GIVEN EXERCISE: Can you copy the lines below word for word, leaving out the pictures?

-- begin ROWS --

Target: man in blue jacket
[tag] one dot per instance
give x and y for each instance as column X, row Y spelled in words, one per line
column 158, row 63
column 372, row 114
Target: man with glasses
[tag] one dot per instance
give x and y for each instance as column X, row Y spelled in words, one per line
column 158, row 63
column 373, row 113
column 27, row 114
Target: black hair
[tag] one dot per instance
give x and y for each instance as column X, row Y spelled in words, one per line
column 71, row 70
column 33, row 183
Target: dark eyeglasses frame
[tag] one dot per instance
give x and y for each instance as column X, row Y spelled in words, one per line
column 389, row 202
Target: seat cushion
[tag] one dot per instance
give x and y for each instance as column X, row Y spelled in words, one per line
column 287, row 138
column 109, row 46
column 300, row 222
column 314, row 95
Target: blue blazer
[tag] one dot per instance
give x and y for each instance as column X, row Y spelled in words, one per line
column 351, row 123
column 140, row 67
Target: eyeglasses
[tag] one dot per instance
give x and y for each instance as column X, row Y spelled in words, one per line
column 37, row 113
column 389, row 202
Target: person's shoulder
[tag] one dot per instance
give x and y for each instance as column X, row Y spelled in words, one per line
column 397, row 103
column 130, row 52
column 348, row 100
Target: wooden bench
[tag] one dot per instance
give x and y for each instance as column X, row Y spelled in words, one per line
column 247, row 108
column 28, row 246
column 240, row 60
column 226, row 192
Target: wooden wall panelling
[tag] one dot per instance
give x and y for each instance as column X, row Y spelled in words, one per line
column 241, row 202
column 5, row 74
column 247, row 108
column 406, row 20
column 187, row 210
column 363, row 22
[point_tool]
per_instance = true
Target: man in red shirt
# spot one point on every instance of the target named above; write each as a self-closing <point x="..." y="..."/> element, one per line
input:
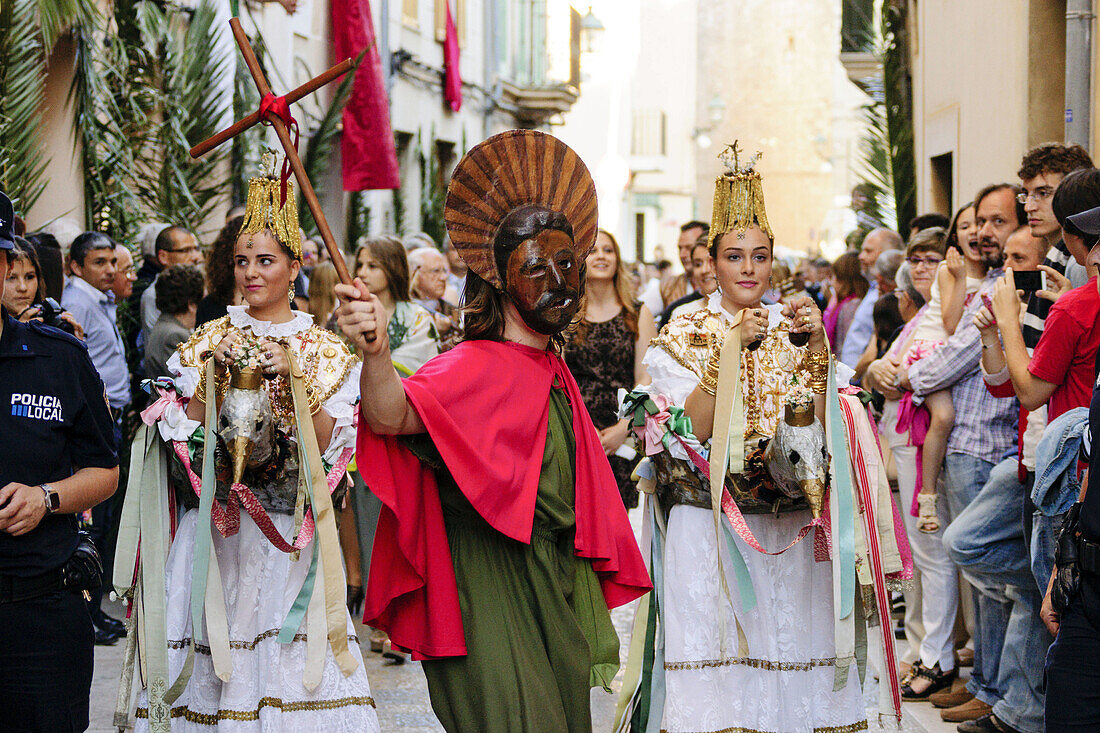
<point x="1062" y="369"/>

-- end ROWS --

SOLUTION BELOW:
Target: man in blue jacket
[tag] one dot per instance
give x and y for each instance as column X, row Y spelled in words, one per line
column 158, row 63
column 372, row 114
Target: man with glasses
[tag] one dot per instance
give x and y for each instance as column X, row Y spelled in words, one per line
column 158, row 63
column 373, row 113
column 27, row 114
Target: black hair
[tag] one dot per instance
give x and y for each instance as column X, row Y spelled in words, one per line
column 71, row 70
column 33, row 183
Target: dark eyeglasses frame
[tag] one dot per instance
give x and y for each instance as column X, row Y spelled in words, one per line
column 389, row 202
Target: seat cushion
[tag] one dot per instance
give x and y for each instance as column X, row Y spelled in words, one per line
column 287, row 138
column 109, row 46
column 300, row 222
column 314, row 95
Target: blue blazer
[tag] one dot per instance
give x and y for each instance as column X, row Y spelled in words, one per line
column 351, row 123
column 140, row 67
Target: eyeglasses
[tag] one dot per instance
give x and y for each instance as column X, row Y spelled in words, one per line
column 37, row 113
column 389, row 202
Target: person's shoulder
[tag] one dot per instance
give x and y for each instance as column X, row Y spelled in words, one per line
column 397, row 103
column 130, row 52
column 348, row 100
Target: wooden bench
[tag] one dot per instance
give x and y for each instance as column X, row Y spelled in words, one per line
column 247, row 108
column 28, row 246
column 240, row 60
column 226, row 192
Target: wooden wall panelling
[tag] one dot per instance
give x and y for each instance as column X, row Y spelled in words, one per line
column 241, row 202
column 5, row 74
column 247, row 108
column 406, row 20
column 187, row 210
column 363, row 22
[point_tool]
per_instance = true
Target: man in red shirt
# spot one point on every instance of the target named above; write each as a self-closing <point x="..." y="..."/> element, one per line
input:
<point x="1062" y="369"/>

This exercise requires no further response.